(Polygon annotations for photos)
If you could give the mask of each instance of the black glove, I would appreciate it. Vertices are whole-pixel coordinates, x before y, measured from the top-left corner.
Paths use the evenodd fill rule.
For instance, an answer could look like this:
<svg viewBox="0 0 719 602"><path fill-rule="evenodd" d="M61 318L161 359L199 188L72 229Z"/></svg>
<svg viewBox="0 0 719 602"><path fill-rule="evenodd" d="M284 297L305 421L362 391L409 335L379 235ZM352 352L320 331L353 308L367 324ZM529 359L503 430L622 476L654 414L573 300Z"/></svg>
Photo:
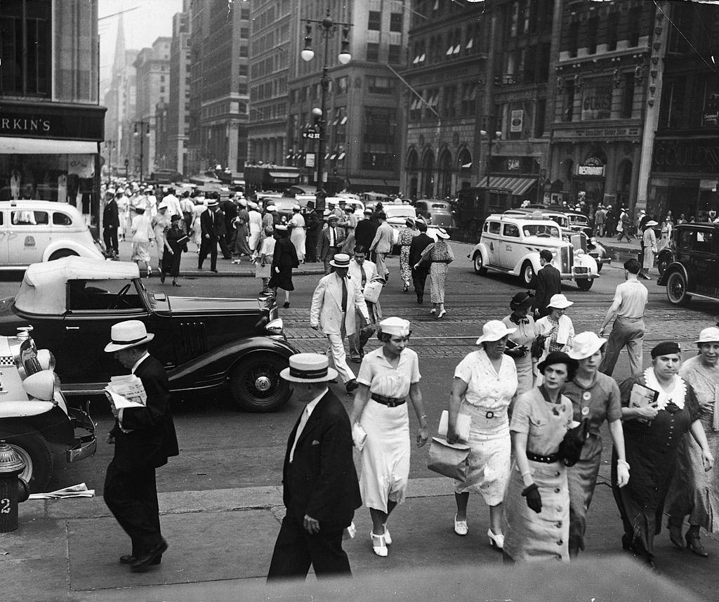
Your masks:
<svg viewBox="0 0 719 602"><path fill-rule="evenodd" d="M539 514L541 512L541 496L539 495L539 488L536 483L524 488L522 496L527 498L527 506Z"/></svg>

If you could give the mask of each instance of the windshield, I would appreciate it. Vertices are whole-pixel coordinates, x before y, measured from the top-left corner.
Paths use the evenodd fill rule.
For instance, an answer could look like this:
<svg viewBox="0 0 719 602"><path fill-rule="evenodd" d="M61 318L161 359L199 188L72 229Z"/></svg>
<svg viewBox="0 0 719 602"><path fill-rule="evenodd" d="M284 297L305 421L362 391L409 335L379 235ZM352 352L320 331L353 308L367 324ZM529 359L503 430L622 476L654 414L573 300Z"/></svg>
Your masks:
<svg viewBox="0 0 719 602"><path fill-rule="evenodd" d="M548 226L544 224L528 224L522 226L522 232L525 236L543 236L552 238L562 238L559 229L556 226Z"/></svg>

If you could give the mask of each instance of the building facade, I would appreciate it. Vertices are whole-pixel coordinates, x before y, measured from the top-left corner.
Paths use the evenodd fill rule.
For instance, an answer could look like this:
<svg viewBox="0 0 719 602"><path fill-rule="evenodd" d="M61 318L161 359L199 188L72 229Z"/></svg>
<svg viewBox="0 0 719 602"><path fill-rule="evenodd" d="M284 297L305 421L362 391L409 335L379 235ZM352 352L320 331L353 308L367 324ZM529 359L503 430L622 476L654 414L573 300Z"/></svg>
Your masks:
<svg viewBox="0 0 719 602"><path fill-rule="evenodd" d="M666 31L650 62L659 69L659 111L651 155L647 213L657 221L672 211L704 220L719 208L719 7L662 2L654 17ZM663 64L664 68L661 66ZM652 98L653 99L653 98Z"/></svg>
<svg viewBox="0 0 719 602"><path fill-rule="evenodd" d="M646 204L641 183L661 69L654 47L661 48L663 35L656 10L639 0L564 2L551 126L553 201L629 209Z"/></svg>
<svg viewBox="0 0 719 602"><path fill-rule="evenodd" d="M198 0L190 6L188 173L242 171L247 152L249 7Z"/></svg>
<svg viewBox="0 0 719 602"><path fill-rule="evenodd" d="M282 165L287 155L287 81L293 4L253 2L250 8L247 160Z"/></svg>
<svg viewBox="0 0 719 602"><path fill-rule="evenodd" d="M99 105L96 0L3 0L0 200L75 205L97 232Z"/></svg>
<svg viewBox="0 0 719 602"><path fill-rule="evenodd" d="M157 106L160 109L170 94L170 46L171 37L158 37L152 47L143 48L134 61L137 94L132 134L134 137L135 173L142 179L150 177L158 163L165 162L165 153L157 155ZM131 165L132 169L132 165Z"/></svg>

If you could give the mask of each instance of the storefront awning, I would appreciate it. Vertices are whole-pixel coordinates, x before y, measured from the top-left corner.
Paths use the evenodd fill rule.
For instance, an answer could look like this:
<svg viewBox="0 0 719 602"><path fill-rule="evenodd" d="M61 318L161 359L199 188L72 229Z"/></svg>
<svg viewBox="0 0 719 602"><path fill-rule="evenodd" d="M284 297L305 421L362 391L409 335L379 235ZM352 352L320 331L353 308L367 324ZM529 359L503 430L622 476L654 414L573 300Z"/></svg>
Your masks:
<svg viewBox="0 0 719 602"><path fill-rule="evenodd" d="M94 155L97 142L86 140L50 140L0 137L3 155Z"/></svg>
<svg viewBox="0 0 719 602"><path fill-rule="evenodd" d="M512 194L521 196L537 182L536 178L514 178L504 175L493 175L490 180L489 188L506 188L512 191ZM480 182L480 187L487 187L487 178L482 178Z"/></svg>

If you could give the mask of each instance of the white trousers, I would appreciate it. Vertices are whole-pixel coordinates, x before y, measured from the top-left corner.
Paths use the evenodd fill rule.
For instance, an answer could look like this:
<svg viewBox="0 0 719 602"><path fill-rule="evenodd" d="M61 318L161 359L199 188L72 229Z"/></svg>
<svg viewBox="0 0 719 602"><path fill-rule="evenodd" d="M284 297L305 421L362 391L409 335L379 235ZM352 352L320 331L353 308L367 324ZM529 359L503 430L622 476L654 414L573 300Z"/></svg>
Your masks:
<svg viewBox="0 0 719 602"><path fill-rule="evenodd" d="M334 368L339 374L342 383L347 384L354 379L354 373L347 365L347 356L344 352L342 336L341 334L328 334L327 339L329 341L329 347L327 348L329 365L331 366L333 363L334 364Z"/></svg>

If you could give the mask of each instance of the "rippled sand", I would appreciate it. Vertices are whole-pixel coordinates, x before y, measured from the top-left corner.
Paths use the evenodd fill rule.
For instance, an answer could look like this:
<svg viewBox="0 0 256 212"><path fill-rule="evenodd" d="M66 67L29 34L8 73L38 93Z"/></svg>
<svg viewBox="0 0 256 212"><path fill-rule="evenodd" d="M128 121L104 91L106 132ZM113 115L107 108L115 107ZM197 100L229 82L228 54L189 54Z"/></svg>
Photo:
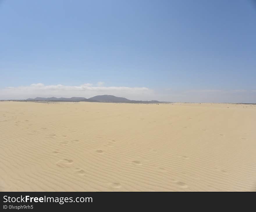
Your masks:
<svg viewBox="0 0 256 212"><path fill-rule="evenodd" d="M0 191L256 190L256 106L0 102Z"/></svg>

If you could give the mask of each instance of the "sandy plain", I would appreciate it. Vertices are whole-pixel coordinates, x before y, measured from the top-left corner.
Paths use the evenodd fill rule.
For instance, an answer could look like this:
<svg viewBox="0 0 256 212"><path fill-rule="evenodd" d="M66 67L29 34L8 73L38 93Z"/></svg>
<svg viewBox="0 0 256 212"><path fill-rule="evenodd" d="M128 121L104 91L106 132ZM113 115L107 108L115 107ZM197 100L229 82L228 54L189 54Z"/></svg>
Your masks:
==
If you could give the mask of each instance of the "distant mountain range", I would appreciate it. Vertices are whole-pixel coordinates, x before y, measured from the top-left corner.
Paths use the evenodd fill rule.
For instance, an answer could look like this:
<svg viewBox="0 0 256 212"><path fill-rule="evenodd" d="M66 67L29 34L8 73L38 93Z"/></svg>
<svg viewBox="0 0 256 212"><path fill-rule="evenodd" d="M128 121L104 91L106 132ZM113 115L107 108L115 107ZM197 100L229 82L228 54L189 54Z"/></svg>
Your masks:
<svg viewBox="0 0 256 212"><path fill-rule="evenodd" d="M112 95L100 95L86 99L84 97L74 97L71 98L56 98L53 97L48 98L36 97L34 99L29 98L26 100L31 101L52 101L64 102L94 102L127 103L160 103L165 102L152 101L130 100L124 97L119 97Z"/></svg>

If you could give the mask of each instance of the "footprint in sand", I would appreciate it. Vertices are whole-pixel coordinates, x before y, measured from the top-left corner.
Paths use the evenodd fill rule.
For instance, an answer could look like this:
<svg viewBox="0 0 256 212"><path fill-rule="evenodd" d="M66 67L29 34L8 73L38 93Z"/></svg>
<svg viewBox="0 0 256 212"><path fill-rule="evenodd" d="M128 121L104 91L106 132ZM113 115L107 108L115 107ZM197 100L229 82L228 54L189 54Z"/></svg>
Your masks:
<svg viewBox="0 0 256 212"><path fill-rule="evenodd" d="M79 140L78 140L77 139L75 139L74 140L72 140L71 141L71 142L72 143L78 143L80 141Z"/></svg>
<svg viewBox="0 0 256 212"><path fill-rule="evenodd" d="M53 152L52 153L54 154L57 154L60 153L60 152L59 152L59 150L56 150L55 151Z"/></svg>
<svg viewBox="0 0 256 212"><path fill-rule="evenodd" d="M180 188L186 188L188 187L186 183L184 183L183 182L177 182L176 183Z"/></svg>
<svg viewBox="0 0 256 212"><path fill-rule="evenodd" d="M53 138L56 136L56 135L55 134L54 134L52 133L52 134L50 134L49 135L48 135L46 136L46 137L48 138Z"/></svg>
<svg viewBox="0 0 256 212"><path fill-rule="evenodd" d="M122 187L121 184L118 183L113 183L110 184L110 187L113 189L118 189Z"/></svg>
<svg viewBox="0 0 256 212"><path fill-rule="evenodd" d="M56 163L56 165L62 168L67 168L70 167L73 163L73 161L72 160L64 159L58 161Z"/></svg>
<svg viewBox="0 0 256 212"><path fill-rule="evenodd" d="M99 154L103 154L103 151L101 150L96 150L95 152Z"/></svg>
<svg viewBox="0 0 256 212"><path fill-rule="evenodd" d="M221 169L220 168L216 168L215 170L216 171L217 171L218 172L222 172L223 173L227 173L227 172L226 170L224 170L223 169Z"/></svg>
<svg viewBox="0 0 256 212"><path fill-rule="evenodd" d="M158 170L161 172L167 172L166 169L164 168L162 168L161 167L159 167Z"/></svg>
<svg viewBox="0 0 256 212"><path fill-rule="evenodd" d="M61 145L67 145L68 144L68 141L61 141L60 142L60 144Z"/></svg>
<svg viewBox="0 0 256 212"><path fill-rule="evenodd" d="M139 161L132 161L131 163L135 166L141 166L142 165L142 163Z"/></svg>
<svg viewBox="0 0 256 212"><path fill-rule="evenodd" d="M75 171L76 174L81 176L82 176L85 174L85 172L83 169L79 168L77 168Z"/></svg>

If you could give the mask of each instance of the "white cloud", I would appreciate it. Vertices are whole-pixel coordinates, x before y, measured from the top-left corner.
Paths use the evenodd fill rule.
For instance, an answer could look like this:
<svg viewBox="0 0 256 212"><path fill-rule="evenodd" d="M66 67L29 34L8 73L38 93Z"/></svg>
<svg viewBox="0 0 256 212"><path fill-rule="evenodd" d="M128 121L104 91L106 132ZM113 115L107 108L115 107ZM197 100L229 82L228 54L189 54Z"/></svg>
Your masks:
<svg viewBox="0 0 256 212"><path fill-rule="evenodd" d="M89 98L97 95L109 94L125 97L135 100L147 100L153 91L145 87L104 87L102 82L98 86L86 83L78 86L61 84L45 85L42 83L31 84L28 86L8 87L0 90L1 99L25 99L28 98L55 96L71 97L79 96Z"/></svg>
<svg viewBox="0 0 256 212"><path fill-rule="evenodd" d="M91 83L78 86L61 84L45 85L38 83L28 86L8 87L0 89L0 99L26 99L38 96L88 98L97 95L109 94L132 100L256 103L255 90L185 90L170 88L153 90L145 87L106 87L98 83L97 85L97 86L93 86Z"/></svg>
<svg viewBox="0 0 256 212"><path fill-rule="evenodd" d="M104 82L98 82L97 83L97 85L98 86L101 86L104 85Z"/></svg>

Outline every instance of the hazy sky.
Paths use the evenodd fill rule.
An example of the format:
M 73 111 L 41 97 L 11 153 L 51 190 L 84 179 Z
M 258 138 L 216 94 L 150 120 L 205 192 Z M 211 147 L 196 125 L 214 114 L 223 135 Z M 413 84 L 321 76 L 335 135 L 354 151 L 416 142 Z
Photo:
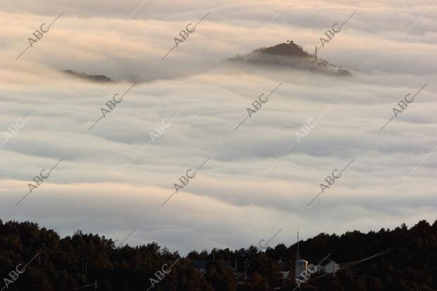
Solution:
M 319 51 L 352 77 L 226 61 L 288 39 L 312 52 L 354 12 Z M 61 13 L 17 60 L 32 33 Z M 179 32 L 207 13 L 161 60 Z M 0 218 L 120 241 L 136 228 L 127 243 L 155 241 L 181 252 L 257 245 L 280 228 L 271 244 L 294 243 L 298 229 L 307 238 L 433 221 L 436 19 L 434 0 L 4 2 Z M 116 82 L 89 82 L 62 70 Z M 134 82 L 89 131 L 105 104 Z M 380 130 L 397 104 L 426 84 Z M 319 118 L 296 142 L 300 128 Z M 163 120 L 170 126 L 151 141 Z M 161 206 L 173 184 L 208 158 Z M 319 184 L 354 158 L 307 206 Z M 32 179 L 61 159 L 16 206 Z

## REQUIREMENTS
Write out again, unchanged, the part that opens with the line containing "of the building" and closes with the line containing "106L160 109L170 94L170", both of those lines included.

## OUTPUT FOR THIS TASK
If you could give the mask of each instance of the building facade, I would appreciate it. Vertices are whole-pixel coordinates, x before y, measured from the top-left corner.
Paths use the evenodd fill rule.
For instance, an answer could look like this:
<svg viewBox="0 0 719 602"><path fill-rule="evenodd" d="M61 318L161 359L199 188L72 229Z"/></svg>
<svg viewBox="0 0 719 602"><path fill-rule="evenodd" d="M284 297L305 421L362 391L409 335L379 235ZM352 352L320 331L353 308L367 324ZM529 359L503 430L622 476L654 414L573 300Z"/></svg>
Your masks:
<svg viewBox="0 0 719 602"><path fill-rule="evenodd" d="M666 31L650 62L659 69L659 111L651 155L647 213L657 221L672 211L704 220L719 208L719 7L662 2L654 17ZM663 64L664 68L661 66ZM652 98L653 99L653 98Z"/></svg>
<svg viewBox="0 0 719 602"><path fill-rule="evenodd" d="M646 204L641 183L661 69L654 47L661 48L663 35L656 10L639 0L564 2L551 126L553 201L629 209Z"/></svg>
<svg viewBox="0 0 719 602"><path fill-rule="evenodd" d="M198 0L190 6L188 173L242 171L247 152L249 7Z"/></svg>
<svg viewBox="0 0 719 602"><path fill-rule="evenodd" d="M282 165L287 155L287 81L293 4L253 2L250 8L247 160Z"/></svg>
<svg viewBox="0 0 719 602"><path fill-rule="evenodd" d="M99 105L96 0L3 0L0 200L75 205L97 232Z"/></svg>
<svg viewBox="0 0 719 602"><path fill-rule="evenodd" d="M157 106L160 109L170 94L170 46L171 37L158 37L152 47L143 48L134 61L137 94L132 134L134 137L135 173L142 179L150 177L158 163L165 162L165 153L157 155ZM131 165L132 169L132 165Z"/></svg>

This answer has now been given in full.